**Exercise 1**
In the records below, take the lines from the one containing "# Task: locate the sandy beach in this image" through the one containing "top-left (0, 400), bottom-right (700, 464)", inclusive, and write them as a JSON list of strings with one string per line and no blank lines.

**Selected excerpt**
* BEGIN *
Reprints, early and later editions, recuts, Heisei editions ... This is a confusing topic for art lovers and collectors of Japanese prints, who are not on an expert level. This article tries to shed some light on this tricky field in a straightforward manner and without getting into too many details.

Japanese Prints - Some Basics

The woodblock technique has been used for Japanese prints exclusively until around 1870 when lithography was introduced in Japan. And woodblocks have remained the dominant medium for Japanese print artists until our days.

For the creation of a Japanese color woodblock print several woodblocks have to be carved, a key-block for the outlines and one block for each color. The number of impressions, meaning print copies that can be made from one block, are limited. Guesses differ from 2000 to 10,000 copies (But many more copies are possible from a woodcut - a slightly different medium). With a rising number of copies, the blocks get worn off and the impression quality deteriorates. Block repairs can help to prolong the use. But at a certain point new blocks have to be cut in order to make more copies.
* END *
**Exercise 2**
According to the text on Japanese prints, what is the range of guesses for how many copies can be made from one block?

**Task data**
* BEGIN *
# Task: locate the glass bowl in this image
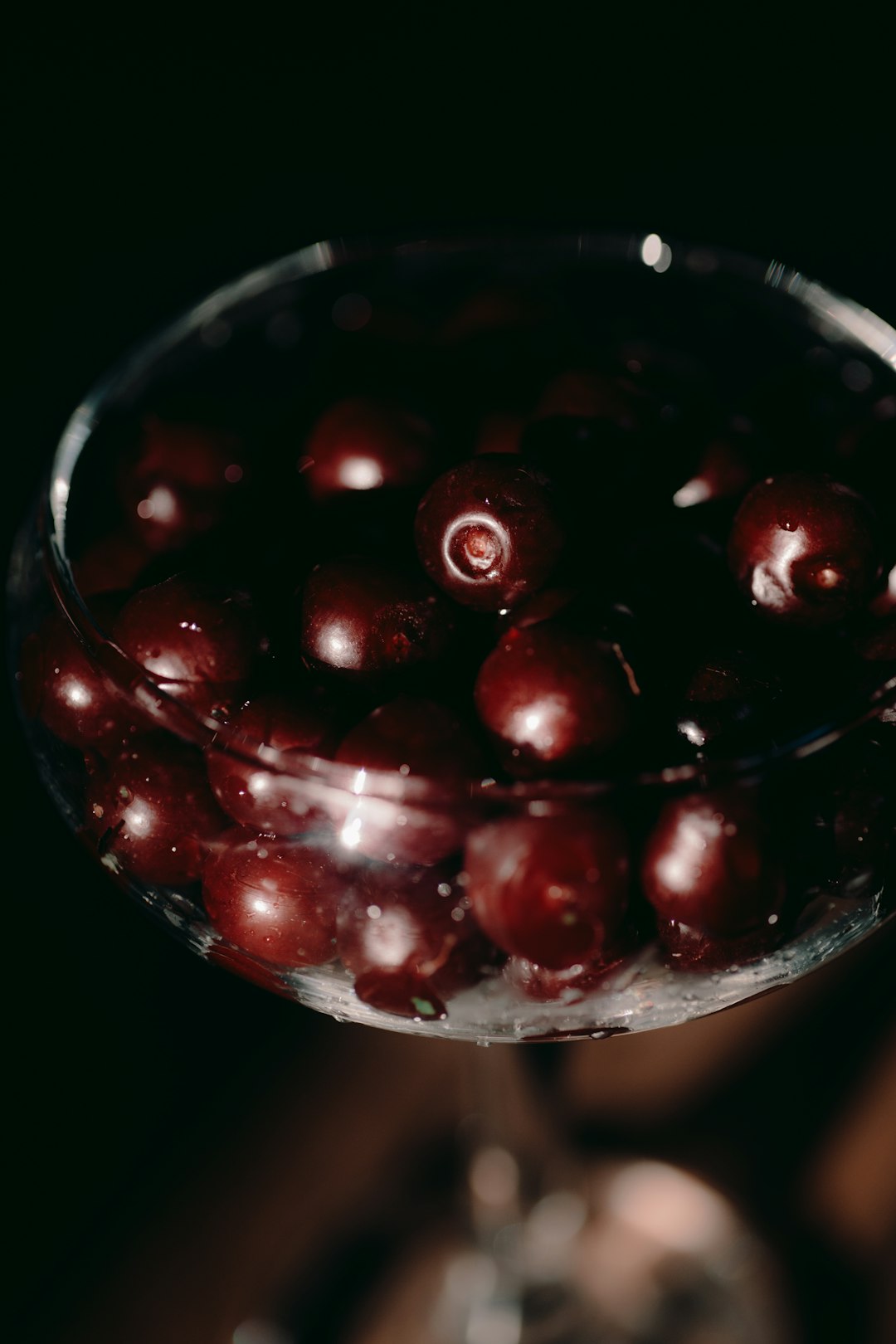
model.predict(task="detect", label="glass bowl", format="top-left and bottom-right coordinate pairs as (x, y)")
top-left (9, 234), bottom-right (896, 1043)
* END *
* BEGIN *
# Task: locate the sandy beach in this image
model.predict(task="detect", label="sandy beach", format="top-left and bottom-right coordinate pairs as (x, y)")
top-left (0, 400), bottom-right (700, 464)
* END *
**Task response 1**
[
  "# Task: locate the sandy beach in this image",
  "model.predict(task=\"detect\", label=\"sandy beach\", format=\"top-left and bottom-right coordinate pairs as (x, y)\")",
  "top-left (0, 400), bottom-right (700, 464)"
]

**Task response 2**
Guesses range from 2000 to 10,000 copies.